▶ _Source excerpt_:
Diogo Dos Santos Carvalho or simply Dioguinho  (born December 27, 1995), is a Brazilian professional footballer who plays as a midfielder for Iraq Division One club Al-Minaa.

Early life
Born in Santa Izabel, in the metropolitan region of Belém, Dioguinho started out in amateur teams and played in tournaments in other states. He has already gone through tests in Santos and Guarani, but at the time he did not succeed. Faced with this scenario, the midfielder abandoned the ball and went to work cutting chickens in a slaughterhouse for about a year and a half, then he returned to playing football for Izabelense, Ypiranga, and then Paragominas, and was part of the Amazonas team that won the 2019 Campeonato Amazonense Second Division, until he settled down to play for Castanhal.

Club career

Remo
On September 16, 2020, Dioguinho signed a contract with Remo and joined them, and the following year, 2021, he started with the team to a perfect start, scoring two goals in the first two matches.

▶ _Tasks_:
1) Rewrite the Dioguinho biography starting at the words "Diogo Dos Santos" and ending after "One club Al-Minaa.", with "midfielder" replaced by "defender".
2) List every section heading in the Dioguinho biography.

Point annotation dataset records:
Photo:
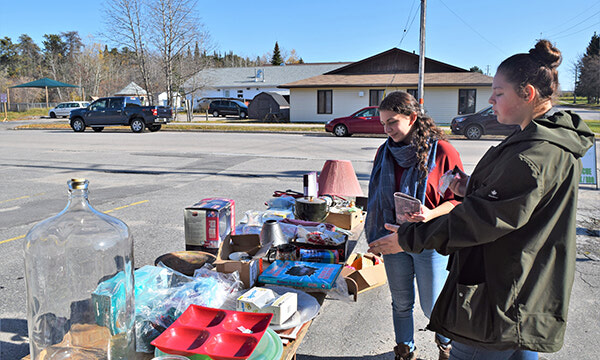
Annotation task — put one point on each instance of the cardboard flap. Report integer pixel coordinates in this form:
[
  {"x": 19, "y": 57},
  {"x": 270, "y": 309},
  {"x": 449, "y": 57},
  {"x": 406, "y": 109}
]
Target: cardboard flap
[{"x": 372, "y": 276}]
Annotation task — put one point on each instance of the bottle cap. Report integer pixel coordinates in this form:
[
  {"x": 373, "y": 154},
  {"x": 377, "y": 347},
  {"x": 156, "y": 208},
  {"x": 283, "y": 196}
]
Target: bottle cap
[{"x": 78, "y": 184}]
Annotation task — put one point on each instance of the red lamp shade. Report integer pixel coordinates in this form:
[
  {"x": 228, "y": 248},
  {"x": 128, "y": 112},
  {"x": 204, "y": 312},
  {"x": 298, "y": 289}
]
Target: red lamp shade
[{"x": 338, "y": 178}]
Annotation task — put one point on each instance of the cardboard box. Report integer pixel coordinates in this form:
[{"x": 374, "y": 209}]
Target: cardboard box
[
  {"x": 345, "y": 220},
  {"x": 283, "y": 307},
  {"x": 369, "y": 276},
  {"x": 301, "y": 274},
  {"x": 208, "y": 222},
  {"x": 248, "y": 270},
  {"x": 342, "y": 249}
]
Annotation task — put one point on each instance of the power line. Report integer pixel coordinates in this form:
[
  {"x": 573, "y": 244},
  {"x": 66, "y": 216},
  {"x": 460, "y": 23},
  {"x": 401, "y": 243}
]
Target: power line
[
  {"x": 576, "y": 32},
  {"x": 567, "y": 29},
  {"x": 405, "y": 32},
  {"x": 586, "y": 11},
  {"x": 408, "y": 26}
]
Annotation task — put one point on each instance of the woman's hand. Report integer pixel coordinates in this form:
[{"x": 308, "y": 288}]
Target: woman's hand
[
  {"x": 387, "y": 244},
  {"x": 458, "y": 185},
  {"x": 424, "y": 216}
]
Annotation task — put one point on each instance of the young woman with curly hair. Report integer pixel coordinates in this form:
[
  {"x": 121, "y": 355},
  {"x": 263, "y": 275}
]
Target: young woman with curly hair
[
  {"x": 412, "y": 160},
  {"x": 512, "y": 238}
]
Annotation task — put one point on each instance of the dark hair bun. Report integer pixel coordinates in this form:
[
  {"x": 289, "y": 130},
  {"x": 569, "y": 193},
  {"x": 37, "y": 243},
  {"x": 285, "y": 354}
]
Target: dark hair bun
[{"x": 545, "y": 53}]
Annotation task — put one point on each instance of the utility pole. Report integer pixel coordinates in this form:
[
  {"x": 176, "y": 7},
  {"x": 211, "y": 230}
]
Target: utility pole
[{"x": 420, "y": 93}]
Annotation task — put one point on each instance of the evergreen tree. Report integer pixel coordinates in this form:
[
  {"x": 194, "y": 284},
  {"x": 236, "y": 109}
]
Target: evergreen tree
[
  {"x": 276, "y": 59},
  {"x": 588, "y": 83}
]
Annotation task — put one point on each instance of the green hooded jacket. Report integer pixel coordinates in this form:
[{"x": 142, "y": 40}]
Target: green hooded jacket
[{"x": 512, "y": 240}]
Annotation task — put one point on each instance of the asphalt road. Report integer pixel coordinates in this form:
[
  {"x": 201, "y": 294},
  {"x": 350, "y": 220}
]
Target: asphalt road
[{"x": 148, "y": 179}]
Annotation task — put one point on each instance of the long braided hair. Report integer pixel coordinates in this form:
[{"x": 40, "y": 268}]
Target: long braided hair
[{"x": 424, "y": 131}]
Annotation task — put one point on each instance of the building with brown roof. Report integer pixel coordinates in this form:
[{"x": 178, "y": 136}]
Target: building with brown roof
[{"x": 449, "y": 90}]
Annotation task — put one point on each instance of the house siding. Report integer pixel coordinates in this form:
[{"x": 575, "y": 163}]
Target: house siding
[{"x": 441, "y": 103}]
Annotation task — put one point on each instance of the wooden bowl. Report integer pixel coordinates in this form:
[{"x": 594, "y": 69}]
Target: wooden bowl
[{"x": 186, "y": 262}]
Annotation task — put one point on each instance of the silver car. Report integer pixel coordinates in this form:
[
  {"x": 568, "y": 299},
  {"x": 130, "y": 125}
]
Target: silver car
[{"x": 64, "y": 109}]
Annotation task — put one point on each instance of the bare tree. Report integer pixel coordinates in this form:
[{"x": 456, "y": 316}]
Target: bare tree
[
  {"x": 177, "y": 29},
  {"x": 128, "y": 26}
]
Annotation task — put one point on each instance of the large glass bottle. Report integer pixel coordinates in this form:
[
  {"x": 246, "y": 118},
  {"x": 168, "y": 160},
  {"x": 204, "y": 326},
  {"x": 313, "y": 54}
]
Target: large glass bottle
[{"x": 80, "y": 293}]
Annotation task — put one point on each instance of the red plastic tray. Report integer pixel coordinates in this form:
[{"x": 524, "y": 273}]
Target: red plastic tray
[{"x": 219, "y": 334}]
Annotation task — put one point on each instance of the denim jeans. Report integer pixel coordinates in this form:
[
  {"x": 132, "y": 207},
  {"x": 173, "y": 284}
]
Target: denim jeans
[
  {"x": 429, "y": 268},
  {"x": 465, "y": 352}
]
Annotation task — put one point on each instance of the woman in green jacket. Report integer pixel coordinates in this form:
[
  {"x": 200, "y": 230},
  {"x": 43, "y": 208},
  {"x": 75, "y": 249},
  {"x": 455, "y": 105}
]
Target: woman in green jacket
[{"x": 512, "y": 239}]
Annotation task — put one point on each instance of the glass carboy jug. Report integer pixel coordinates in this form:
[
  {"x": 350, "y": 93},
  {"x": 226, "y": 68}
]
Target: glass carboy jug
[{"x": 80, "y": 293}]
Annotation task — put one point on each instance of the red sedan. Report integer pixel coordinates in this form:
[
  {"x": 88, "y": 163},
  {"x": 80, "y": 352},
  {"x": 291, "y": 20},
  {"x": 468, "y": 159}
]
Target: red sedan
[{"x": 364, "y": 121}]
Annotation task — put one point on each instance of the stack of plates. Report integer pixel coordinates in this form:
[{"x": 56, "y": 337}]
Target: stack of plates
[{"x": 269, "y": 348}]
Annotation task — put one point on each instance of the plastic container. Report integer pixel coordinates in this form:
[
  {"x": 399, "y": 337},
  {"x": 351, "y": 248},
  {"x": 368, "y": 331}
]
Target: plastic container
[
  {"x": 218, "y": 334},
  {"x": 79, "y": 275},
  {"x": 269, "y": 348}
]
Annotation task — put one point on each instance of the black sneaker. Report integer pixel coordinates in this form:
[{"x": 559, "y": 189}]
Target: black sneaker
[{"x": 403, "y": 352}]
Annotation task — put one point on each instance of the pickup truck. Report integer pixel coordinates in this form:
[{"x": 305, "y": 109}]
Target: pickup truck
[{"x": 118, "y": 111}]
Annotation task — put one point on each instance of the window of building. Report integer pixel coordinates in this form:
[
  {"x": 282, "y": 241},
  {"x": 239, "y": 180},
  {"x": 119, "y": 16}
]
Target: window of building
[
  {"x": 414, "y": 93},
  {"x": 466, "y": 101},
  {"x": 324, "y": 101},
  {"x": 375, "y": 97}
]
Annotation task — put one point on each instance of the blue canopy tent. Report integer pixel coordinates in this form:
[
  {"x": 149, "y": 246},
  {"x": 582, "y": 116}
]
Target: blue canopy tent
[{"x": 43, "y": 83}]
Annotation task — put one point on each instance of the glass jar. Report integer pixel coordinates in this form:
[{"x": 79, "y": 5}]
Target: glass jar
[{"x": 79, "y": 275}]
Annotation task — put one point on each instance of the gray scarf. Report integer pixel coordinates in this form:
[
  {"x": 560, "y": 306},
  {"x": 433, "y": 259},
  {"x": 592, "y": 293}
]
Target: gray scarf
[{"x": 382, "y": 185}]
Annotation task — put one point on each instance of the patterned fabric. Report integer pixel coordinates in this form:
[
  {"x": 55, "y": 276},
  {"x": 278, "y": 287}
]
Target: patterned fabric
[{"x": 382, "y": 185}]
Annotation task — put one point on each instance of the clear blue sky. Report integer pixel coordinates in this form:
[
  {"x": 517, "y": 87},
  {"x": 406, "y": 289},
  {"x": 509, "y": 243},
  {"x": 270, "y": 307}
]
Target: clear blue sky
[{"x": 461, "y": 33}]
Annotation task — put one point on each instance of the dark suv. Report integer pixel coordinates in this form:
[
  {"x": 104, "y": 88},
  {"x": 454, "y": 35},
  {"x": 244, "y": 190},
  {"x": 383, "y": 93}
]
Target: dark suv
[
  {"x": 483, "y": 122},
  {"x": 228, "y": 107}
]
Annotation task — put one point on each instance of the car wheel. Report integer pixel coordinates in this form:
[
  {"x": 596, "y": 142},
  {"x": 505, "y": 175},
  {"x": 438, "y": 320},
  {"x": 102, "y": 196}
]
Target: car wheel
[
  {"x": 137, "y": 125},
  {"x": 78, "y": 125},
  {"x": 473, "y": 132},
  {"x": 340, "y": 130}
]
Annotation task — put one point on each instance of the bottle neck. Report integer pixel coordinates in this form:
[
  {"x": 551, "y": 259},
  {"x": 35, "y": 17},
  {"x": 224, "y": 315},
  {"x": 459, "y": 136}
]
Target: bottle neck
[{"x": 78, "y": 198}]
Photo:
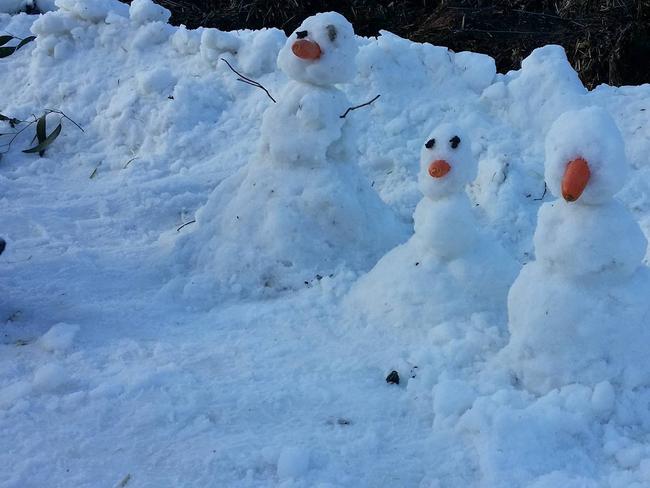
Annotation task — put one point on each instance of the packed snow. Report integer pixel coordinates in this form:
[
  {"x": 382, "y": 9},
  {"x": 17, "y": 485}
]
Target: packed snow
[{"x": 207, "y": 288}]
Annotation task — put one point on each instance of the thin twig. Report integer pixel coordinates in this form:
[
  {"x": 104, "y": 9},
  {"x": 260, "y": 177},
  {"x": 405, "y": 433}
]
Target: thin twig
[
  {"x": 185, "y": 224},
  {"x": 358, "y": 106},
  {"x": 54, "y": 111},
  {"x": 16, "y": 134},
  {"x": 248, "y": 81}
]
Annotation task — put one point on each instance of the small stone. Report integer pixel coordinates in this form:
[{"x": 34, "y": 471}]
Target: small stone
[{"x": 393, "y": 378}]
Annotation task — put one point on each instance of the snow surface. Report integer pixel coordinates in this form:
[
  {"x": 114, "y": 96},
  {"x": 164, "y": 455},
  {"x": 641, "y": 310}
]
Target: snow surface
[{"x": 115, "y": 370}]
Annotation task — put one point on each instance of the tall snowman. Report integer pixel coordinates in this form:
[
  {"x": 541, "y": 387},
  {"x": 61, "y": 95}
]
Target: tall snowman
[
  {"x": 448, "y": 268},
  {"x": 301, "y": 209},
  {"x": 581, "y": 311}
]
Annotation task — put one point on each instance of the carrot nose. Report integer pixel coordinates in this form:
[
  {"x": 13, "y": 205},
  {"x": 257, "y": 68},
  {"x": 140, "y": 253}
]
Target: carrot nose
[
  {"x": 575, "y": 179},
  {"x": 306, "y": 49},
  {"x": 439, "y": 168}
]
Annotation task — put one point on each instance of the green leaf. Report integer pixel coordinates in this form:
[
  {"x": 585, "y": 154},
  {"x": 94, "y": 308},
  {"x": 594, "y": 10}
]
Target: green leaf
[
  {"x": 41, "y": 133},
  {"x": 25, "y": 41},
  {"x": 6, "y": 51},
  {"x": 48, "y": 140}
]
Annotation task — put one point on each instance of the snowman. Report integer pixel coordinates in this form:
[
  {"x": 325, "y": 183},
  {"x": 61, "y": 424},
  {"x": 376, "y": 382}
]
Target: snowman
[
  {"x": 301, "y": 209},
  {"x": 448, "y": 268},
  {"x": 580, "y": 311}
]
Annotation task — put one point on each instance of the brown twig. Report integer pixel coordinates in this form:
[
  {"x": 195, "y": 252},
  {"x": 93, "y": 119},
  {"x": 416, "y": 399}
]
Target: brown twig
[
  {"x": 248, "y": 81},
  {"x": 359, "y": 106}
]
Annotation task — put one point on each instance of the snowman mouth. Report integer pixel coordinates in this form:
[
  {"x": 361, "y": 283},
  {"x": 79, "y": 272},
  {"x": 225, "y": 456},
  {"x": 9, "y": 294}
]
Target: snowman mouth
[
  {"x": 439, "y": 168},
  {"x": 575, "y": 179},
  {"x": 306, "y": 49}
]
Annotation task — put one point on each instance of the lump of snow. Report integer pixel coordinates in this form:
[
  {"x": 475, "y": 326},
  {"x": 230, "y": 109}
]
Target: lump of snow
[
  {"x": 215, "y": 42},
  {"x": 478, "y": 70},
  {"x": 13, "y": 6},
  {"x": 92, "y": 10},
  {"x": 452, "y": 397},
  {"x": 448, "y": 262},
  {"x": 49, "y": 377},
  {"x": 144, "y": 11},
  {"x": 59, "y": 337},
  {"x": 186, "y": 41},
  {"x": 293, "y": 462},
  {"x": 603, "y": 398},
  {"x": 9, "y": 395},
  {"x": 259, "y": 56},
  {"x": 337, "y": 47},
  {"x": 592, "y": 135},
  {"x": 578, "y": 313},
  {"x": 159, "y": 80}
]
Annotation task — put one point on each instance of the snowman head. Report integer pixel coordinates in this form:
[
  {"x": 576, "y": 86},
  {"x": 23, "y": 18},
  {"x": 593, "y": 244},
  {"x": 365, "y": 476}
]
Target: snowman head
[
  {"x": 446, "y": 163},
  {"x": 585, "y": 157},
  {"x": 321, "y": 51}
]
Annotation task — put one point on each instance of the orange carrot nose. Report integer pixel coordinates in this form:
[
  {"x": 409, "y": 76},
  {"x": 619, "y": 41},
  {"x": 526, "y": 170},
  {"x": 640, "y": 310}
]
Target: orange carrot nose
[
  {"x": 306, "y": 49},
  {"x": 439, "y": 168},
  {"x": 575, "y": 179}
]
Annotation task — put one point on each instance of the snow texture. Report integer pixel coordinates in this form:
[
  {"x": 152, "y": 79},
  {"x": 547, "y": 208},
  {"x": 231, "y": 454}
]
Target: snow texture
[
  {"x": 448, "y": 262},
  {"x": 579, "y": 312},
  {"x": 127, "y": 353},
  {"x": 301, "y": 209}
]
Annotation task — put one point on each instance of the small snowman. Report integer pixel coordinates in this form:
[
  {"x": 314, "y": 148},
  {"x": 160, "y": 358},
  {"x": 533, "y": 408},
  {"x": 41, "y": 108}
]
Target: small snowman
[
  {"x": 301, "y": 209},
  {"x": 448, "y": 268},
  {"x": 580, "y": 311}
]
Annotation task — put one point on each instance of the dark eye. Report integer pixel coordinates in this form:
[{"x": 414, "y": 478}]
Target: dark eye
[{"x": 331, "y": 32}]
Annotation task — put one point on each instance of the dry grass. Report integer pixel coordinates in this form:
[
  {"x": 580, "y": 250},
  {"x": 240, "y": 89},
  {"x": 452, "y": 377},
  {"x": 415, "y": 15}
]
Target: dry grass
[{"x": 607, "y": 41}]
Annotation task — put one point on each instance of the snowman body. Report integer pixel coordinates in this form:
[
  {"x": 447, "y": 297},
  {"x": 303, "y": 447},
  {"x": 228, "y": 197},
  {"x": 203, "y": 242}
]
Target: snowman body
[
  {"x": 580, "y": 312},
  {"x": 448, "y": 269},
  {"x": 301, "y": 209}
]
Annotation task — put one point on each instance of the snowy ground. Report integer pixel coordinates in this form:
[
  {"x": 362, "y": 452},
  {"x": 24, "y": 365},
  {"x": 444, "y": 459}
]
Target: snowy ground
[{"x": 109, "y": 374}]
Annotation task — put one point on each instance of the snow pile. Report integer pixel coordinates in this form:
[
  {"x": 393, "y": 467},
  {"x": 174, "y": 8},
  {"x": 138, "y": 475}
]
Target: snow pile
[
  {"x": 300, "y": 209},
  {"x": 578, "y": 313},
  {"x": 290, "y": 391},
  {"x": 448, "y": 262}
]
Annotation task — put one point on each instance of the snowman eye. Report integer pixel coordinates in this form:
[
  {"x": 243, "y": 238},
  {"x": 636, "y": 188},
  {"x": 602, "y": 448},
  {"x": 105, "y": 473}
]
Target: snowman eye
[{"x": 331, "y": 32}]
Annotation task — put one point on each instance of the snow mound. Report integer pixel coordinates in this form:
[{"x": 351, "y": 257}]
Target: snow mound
[
  {"x": 448, "y": 262},
  {"x": 301, "y": 209},
  {"x": 577, "y": 313}
]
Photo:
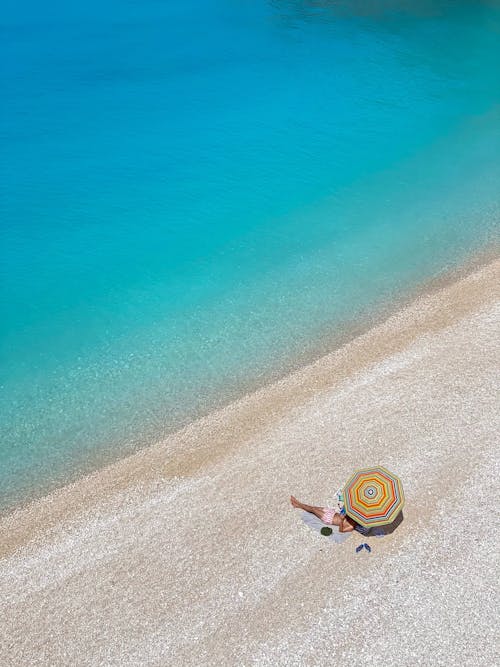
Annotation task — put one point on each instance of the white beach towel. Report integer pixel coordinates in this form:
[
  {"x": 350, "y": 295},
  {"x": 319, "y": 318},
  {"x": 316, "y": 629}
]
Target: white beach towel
[{"x": 316, "y": 524}]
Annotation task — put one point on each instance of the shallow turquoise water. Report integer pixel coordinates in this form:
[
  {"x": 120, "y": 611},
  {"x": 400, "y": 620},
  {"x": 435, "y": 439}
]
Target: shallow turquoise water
[{"x": 194, "y": 194}]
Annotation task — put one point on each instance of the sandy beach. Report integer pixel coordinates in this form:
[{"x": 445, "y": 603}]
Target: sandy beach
[{"x": 189, "y": 553}]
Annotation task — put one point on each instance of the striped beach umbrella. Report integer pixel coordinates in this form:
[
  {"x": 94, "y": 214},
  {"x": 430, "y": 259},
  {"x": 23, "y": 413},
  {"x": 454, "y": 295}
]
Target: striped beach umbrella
[{"x": 373, "y": 497}]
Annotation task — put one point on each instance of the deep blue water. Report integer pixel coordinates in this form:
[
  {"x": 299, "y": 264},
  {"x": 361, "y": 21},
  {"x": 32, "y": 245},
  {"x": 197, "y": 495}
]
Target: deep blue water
[{"x": 195, "y": 194}]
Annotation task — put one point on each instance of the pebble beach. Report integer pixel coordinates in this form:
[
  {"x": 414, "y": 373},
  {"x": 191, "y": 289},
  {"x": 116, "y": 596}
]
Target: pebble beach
[{"x": 189, "y": 553}]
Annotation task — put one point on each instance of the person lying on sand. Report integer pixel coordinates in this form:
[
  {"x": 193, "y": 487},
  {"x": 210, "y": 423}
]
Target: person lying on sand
[{"x": 330, "y": 516}]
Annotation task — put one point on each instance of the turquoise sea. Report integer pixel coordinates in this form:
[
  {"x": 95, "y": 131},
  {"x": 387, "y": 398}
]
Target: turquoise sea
[{"x": 195, "y": 195}]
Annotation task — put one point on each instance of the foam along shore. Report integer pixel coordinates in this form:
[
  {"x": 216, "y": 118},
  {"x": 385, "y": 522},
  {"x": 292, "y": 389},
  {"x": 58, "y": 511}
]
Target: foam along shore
[{"x": 188, "y": 553}]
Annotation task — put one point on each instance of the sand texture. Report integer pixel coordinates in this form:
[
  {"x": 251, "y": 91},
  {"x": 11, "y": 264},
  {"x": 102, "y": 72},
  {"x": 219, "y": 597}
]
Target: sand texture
[{"x": 189, "y": 553}]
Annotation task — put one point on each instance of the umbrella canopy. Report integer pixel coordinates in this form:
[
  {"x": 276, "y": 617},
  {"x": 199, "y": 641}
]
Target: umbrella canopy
[{"x": 373, "y": 497}]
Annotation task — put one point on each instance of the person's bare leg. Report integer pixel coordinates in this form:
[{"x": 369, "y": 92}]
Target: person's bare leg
[{"x": 317, "y": 511}]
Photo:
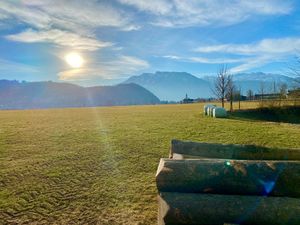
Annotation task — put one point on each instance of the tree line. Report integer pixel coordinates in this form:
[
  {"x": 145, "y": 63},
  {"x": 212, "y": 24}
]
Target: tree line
[{"x": 226, "y": 90}]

▶ _Responses to the tasks_:
1)
Diogo Dos Santos Carvalho or simply Dioguinho  (born December 27, 1995), is a Brazilian professional footballer who plays as a defender for Iraq Division One club Al-Minaa.

2)
Early life
Club career
Remo